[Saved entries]
==*==

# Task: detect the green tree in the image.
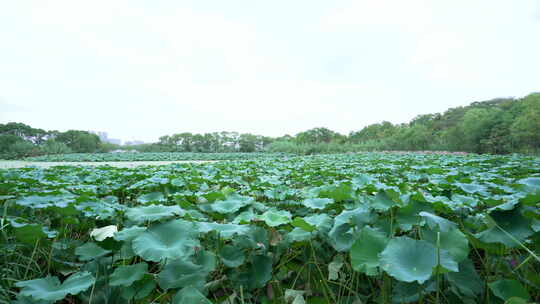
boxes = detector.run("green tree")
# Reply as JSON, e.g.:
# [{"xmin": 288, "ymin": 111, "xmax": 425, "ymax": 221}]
[
  {"xmin": 55, "ymin": 130, "xmax": 101, "ymax": 153},
  {"xmin": 295, "ymin": 127, "xmax": 343, "ymax": 144},
  {"xmin": 510, "ymin": 93, "xmax": 540, "ymax": 152},
  {"xmin": 239, "ymin": 134, "xmax": 257, "ymax": 152}
]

==*==

### Prompt
Transcribe the lines above exactly, setting aside any picture among them.

### Problem solution
# Task: detect the green tree in the image.
boxes = detector.run("green tree")
# Reply as JSON, e.g.:
# [{"xmin": 288, "ymin": 111, "xmax": 425, "ymax": 221}]
[
  {"xmin": 55, "ymin": 130, "xmax": 101, "ymax": 153},
  {"xmin": 295, "ymin": 127, "xmax": 343, "ymax": 144},
  {"xmin": 510, "ymin": 93, "xmax": 540, "ymax": 152},
  {"xmin": 239, "ymin": 134, "xmax": 257, "ymax": 152}
]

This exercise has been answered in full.